Reproduce the lines below word for word, from the first one through the line containing "217 187 L 224", both included, and leave the pictures out of your answer.
--- start of DATA LINES ---
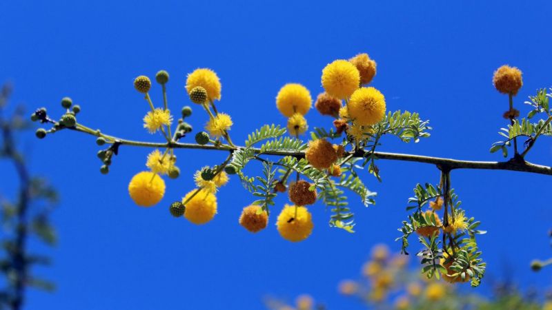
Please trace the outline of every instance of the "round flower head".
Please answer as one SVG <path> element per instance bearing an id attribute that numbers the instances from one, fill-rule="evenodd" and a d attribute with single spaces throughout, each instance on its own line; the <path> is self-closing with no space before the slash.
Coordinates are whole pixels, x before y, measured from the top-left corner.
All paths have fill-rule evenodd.
<path id="1" fill-rule="evenodd" d="M 217 187 L 224 186 L 228 183 L 228 175 L 226 172 L 221 171 L 219 174 L 215 176 L 215 178 L 213 178 L 213 181 L 215 182 L 215 185 L 217 185 Z"/>
<path id="2" fill-rule="evenodd" d="M 276 107 L 286 117 L 296 112 L 305 115 L 312 105 L 310 92 L 301 84 L 286 84 L 276 96 Z"/>
<path id="3" fill-rule="evenodd" d="M 239 225 L 252 233 L 264 229 L 268 223 L 268 216 L 265 211 L 257 213 L 259 209 L 261 207 L 258 205 L 244 207 L 239 216 Z"/>
<path id="4" fill-rule="evenodd" d="M 146 94 L 151 88 L 151 81 L 145 75 L 141 75 L 134 79 L 134 87 L 139 92 Z"/>
<path id="5" fill-rule="evenodd" d="M 150 134 L 155 134 L 165 125 L 170 126 L 172 123 L 172 116 L 168 110 L 155 109 L 150 111 L 144 116 L 144 127 L 147 128 Z"/>
<path id="6" fill-rule="evenodd" d="M 327 140 L 318 139 L 308 143 L 305 158 L 315 168 L 323 169 L 329 168 L 337 160 L 337 154 Z"/>
<path id="7" fill-rule="evenodd" d="M 226 130 L 230 130 L 233 124 L 230 115 L 226 113 L 219 113 L 214 118 L 211 118 L 207 122 L 205 129 L 212 136 L 220 137 L 224 136 Z"/>
<path id="8" fill-rule="evenodd" d="M 359 54 L 349 59 L 349 61 L 355 65 L 355 67 L 360 72 L 361 84 L 368 84 L 372 81 L 372 79 L 375 75 L 376 63 L 375 61 L 370 59 L 368 54 Z"/>
<path id="9" fill-rule="evenodd" d="M 446 293 L 444 286 L 439 282 L 430 283 L 426 288 L 426 298 L 432 301 L 440 300 Z"/>
<path id="10" fill-rule="evenodd" d="M 207 97 L 210 101 L 220 100 L 221 85 L 219 77 L 210 69 L 196 69 L 193 72 L 188 74 L 186 80 L 186 90 L 190 94 L 195 87 L 201 86 L 207 91 Z"/>
<path id="11" fill-rule="evenodd" d="M 186 194 L 182 198 L 182 203 L 193 195 L 196 190 Z M 184 217 L 188 220 L 194 224 L 205 224 L 213 220 L 217 214 L 217 197 L 208 192 L 200 190 L 184 206 Z"/>
<path id="12" fill-rule="evenodd" d="M 286 205 L 276 223 L 278 232 L 284 239 L 296 242 L 307 238 L 313 231 L 310 213 L 304 207 Z"/>
<path id="13" fill-rule="evenodd" d="M 170 157 L 167 154 L 161 154 L 159 149 L 155 149 L 148 155 L 146 166 L 150 168 L 153 173 L 168 174 L 175 164 Z"/>
<path id="14" fill-rule="evenodd" d="M 335 116 L 341 108 L 341 100 L 323 92 L 316 98 L 315 107 L 322 115 Z"/>
<path id="15" fill-rule="evenodd" d="M 289 200 L 297 205 L 313 205 L 316 202 L 316 189 L 308 190 L 310 183 L 305 180 L 293 182 L 289 185 Z"/>
<path id="16" fill-rule="evenodd" d="M 322 70 L 322 86 L 330 96 L 346 99 L 359 85 L 360 73 L 346 60 L 335 61 Z"/>
<path id="17" fill-rule="evenodd" d="M 347 107 L 351 118 L 359 125 L 374 125 L 385 116 L 385 97 L 374 87 L 355 90 Z"/>
<path id="18" fill-rule="evenodd" d="M 165 195 L 165 181 L 153 172 L 139 172 L 128 183 L 128 194 L 137 205 L 151 207 L 161 201 Z"/>
<path id="19" fill-rule="evenodd" d="M 495 85 L 495 88 L 502 94 L 515 96 L 523 85 L 522 72 L 515 67 L 504 65 L 495 71 L 493 84 Z"/>
<path id="20" fill-rule="evenodd" d="M 295 113 L 288 118 L 288 131 L 290 134 L 299 136 L 304 134 L 308 129 L 306 119 L 301 113 Z"/>
<path id="21" fill-rule="evenodd" d="M 425 212 L 425 216 L 431 216 L 432 211 L 431 210 L 427 210 Z M 435 223 L 437 224 L 435 226 L 430 225 L 430 226 L 425 226 L 423 227 L 418 228 L 416 229 L 416 233 L 420 236 L 424 237 L 431 237 L 433 236 L 433 233 L 437 232 L 439 234 L 439 229 L 441 227 L 441 220 L 439 218 L 439 216 L 437 214 L 435 214 Z"/>

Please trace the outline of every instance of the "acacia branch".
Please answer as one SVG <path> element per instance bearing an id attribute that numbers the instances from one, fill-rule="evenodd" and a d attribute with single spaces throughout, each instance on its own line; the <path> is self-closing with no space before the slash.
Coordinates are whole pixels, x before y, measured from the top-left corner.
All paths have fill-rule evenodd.
<path id="1" fill-rule="evenodd" d="M 70 128 L 81 132 L 88 134 L 96 135 L 95 134 L 81 130 L 79 128 Z M 115 138 L 115 137 L 114 137 Z M 218 151 L 233 152 L 236 149 L 244 148 L 244 147 L 236 146 L 230 147 L 228 145 L 201 145 L 195 143 L 183 143 L 178 142 L 167 143 L 152 143 L 142 142 L 131 140 L 126 140 L 115 138 L 115 142 L 122 145 L 140 146 L 146 147 L 159 147 L 159 148 L 173 148 L 173 149 L 208 149 Z M 257 154 L 261 153 L 259 148 L 252 148 Z M 265 155 L 275 155 L 286 156 L 290 156 L 297 158 L 304 158 L 304 152 L 291 152 L 291 151 L 266 151 L 262 154 Z M 366 157 L 369 154 L 373 154 L 378 159 L 386 159 L 390 161 L 413 161 L 416 163 L 427 163 L 436 165 L 440 169 L 453 170 L 457 169 L 491 169 L 491 170 L 510 170 L 519 171 L 523 172 L 530 172 L 539 174 L 552 176 L 552 167 L 536 165 L 524 161 L 519 156 L 515 157 L 508 161 L 460 161 L 457 159 L 444 158 L 441 157 L 426 156 L 422 155 L 413 155 L 400 153 L 388 153 L 384 152 L 373 152 L 358 150 L 355 153 L 351 153 L 353 157 Z"/>

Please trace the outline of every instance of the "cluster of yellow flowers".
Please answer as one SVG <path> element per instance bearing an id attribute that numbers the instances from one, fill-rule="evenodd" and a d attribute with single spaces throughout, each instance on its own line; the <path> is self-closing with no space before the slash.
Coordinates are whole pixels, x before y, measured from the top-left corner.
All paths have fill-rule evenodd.
<path id="1" fill-rule="evenodd" d="M 386 245 L 377 245 L 362 266 L 362 280 L 343 280 L 338 290 L 343 295 L 357 296 L 380 306 L 388 299 L 394 298 L 397 309 L 411 309 L 413 300 L 442 300 L 451 289 L 425 276 L 406 277 L 406 258 L 404 255 L 392 256 Z"/>
<path id="2" fill-rule="evenodd" d="M 158 73 L 156 80 L 163 85 L 164 96 L 168 74 L 162 72 Z M 383 119 L 385 115 L 384 96 L 375 88 L 363 87 L 372 81 L 375 73 L 376 63 L 366 54 L 360 54 L 348 61 L 335 61 L 322 70 L 322 84 L 325 92 L 318 95 L 315 106 L 322 115 L 336 118 L 334 123 L 338 132 L 342 132 L 349 128 L 349 135 L 357 142 L 367 133 L 373 132 L 371 126 Z M 144 118 L 144 127 L 152 134 L 160 132 L 168 141 L 180 137 L 176 136 L 181 134 L 178 132 L 171 136 L 172 116 L 167 109 L 166 103 L 164 108 L 154 106 L 148 94 L 151 87 L 149 79 L 139 76 L 135 81 L 135 87 L 145 95 L 151 109 Z M 221 89 L 217 74 L 210 69 L 197 69 L 188 75 L 186 89 L 190 101 L 201 105 L 209 116 L 205 126 L 208 134 L 198 134 L 199 136 L 196 136 L 198 143 L 212 143 L 215 146 L 221 145 L 221 139 L 224 138 L 228 146 L 233 147 L 228 134 L 233 125 L 232 119 L 229 115 L 219 113 L 215 105 L 215 101 L 221 99 Z M 344 106 L 343 100 L 346 103 Z M 286 84 L 276 96 L 276 106 L 288 118 L 287 128 L 295 137 L 306 132 L 305 114 L 312 105 L 310 92 L 301 84 Z M 186 131 L 187 125 L 184 122 L 184 118 L 190 114 L 191 110 L 185 112 L 183 109 L 183 117 L 178 120 L 178 128 L 184 128 L 184 134 L 191 131 L 191 128 Z M 216 141 L 213 141 L 211 138 Z M 313 167 L 327 170 L 331 176 L 339 176 L 341 169 L 337 162 L 344 154 L 342 146 L 332 145 L 326 139 L 319 139 L 309 142 L 306 158 Z M 150 207 L 161 200 L 165 184 L 160 176 L 177 176 L 179 170 L 175 163 L 176 156 L 170 147 L 164 152 L 155 149 L 148 156 L 146 166 L 150 172 L 142 172 L 135 176 L 128 186 L 130 196 L 137 205 Z M 188 193 L 181 203 L 171 205 L 171 214 L 175 216 L 184 216 L 195 224 L 204 224 L 213 219 L 217 213 L 215 195 L 217 188 L 228 180 L 228 174 L 224 171 L 226 163 L 214 168 L 205 167 L 197 171 L 194 176 L 197 188 Z M 312 216 L 306 206 L 316 201 L 317 193 L 313 187 L 312 184 L 299 180 L 299 177 L 289 185 L 289 198 L 293 205 L 284 207 L 276 223 L 277 230 L 284 238 L 293 242 L 301 241 L 312 232 L 314 226 Z M 276 189 L 282 192 L 287 188 L 285 183 L 280 183 L 277 185 Z M 244 208 L 239 223 L 248 231 L 257 232 L 266 227 L 268 218 L 266 211 L 260 207 L 250 205 Z"/>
--- end of DATA LINES ---
* SOLUTION TO THIS EXERCISE:
Please trace the outline of every instance of the "round flower head".
Please answer as one SVG <path> element per instance bearing an id attribute that numbers the instances from one, fill-rule="evenodd" and a d attribute with single spaces throughout, each instance on its own line; the <path> is self-closing with no space before the slash.
Coordinates are whole pixels, x before y, measured from the top-left corner.
All paths have fill-rule evenodd.
<path id="1" fill-rule="evenodd" d="M 217 187 L 224 186 L 228 183 L 228 175 L 226 172 L 221 171 L 219 174 L 215 176 L 215 178 L 213 178 L 213 181 L 215 182 L 215 185 L 217 185 Z"/>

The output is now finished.